Passage given:
Popular Posts

Tuesday, November 12, 2013

Fern Fever: The Story of Pteridomania - Victorian Terrarium Craze

Bell jar style terrarium ad, from the
book "Fern Fever"
Collecting ferns and moss was quite the fashion for the Victorians, so much so that one might have called it an obsession.  Fern enthusiasts traded and promenaded their fantastical ferns, going as far as making treks out to the wild to collect rare specimens.  An over-enthusiastic, fern-seeker even tumbled to her death while reaching for an elusive cliff-dwelling specimen.

Sarah Whittingham traces this phenomenon in her glossy book "Fern Fever: The Story of Pteridomania."  Jam packed with lush photos of ferneries, fern grotto gardens, and decorative arts graced with fern fronds, she forms an overwhelming set of evidence for the Victorian fern fever, or pteridomania.

Interestingly enough, young women embraced fern fever the most avidly of all Victorians.  Much like the pop star-crazed tweens of today, Victorian teens were engrossed in trading fern specimen collector cards and begging their parents to install fern grottoes in their basements.  Even the daughter of novelist Charles Dickens developed mild pteriodomania.

An excerpt from the book:

The novelist Charles Dickens was sometimes irritated by his daughter Mary's lack of vigour and purpose in life.  In 1862 he wrote to a friend to whom Mary (then aged 24) had expressed a wish for some ferns to plant in their home: 
"After careful cross examining my daughter . . . I do NOT believe her to be worthy of the fernery . . . When I ask her where she would have the fernery and what she would do with it, the witness falters, turns pale, becomes confused, and says: 'Perhaps it would be better not to have it at all."

Available data:

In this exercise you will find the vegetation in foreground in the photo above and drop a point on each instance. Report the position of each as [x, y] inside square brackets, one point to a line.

Task set:
(1) Please repeat the part of the fern post between "Popular Posts" and "elusive cliff-dwelling specimen.", inclusive.
(2) Shorten the paragraph of the fern post that begins "Sarah Whittingham traces this phenomenon" while keeping its main facts.
(3) Resume the fern post after its final sentence.
The listing can be left aside.

Exercise results:
(1)
Popular Posts

Tuesday, November 12, 2013

Fern Fever: The Story of Pteridomania - Victorian Terrarium Craze

Bell jar style terrarium ad, from the
book "Fern Fever"
Collecting ferns and moss was quite the fashion for the Victorians, so much so that one might have called it an obsession.  Fern enthusiasts traded and promenaded their fantastical ferns, going as far as making treks out to the wild to collect rare specimens.  An over-enthusiastic, fern-seeker even tumbled to her death while reaching for an elusive cliff-dwelling specimen.

(2) Sarah Whittingham's glossy book "Fern Fever: The Story of Pteridomania" traces the Victorian fern craze. Its many lush photos of ferneries, fern grotto gardens, and decorative arts featuring fern fronds make an overwhelming case for pteridomania.

(3)
"Fern Fever: The Story of Pteridomania"
by Sarah Whittingham
Gosh, Dickens.  Maybe if you hadn't bullied your daughter over it you could have both enjoyed an entrancing fern grotto.  Of course the ferns did hold a sort of "fantastical" fascination for many Victorians.  Some enthusiasts connected ferns with faeries and fantasy, while others touted it as a healthy study of natural science and a great family activity to fern hunt in the countryside on a weekend.  Clever folks published lucrative fern field guides; stuffy folk formed formal fern societies and journals.

Incidentally, all these ferns necessitated all sorts of fern cases, aquariums, terrariums and other methods of constructing suitable environments for the precious and often costly fern specimens.  I share a few copies of the advertisements for Victorian fern cases from the book.


1 comment:

Let's hear it!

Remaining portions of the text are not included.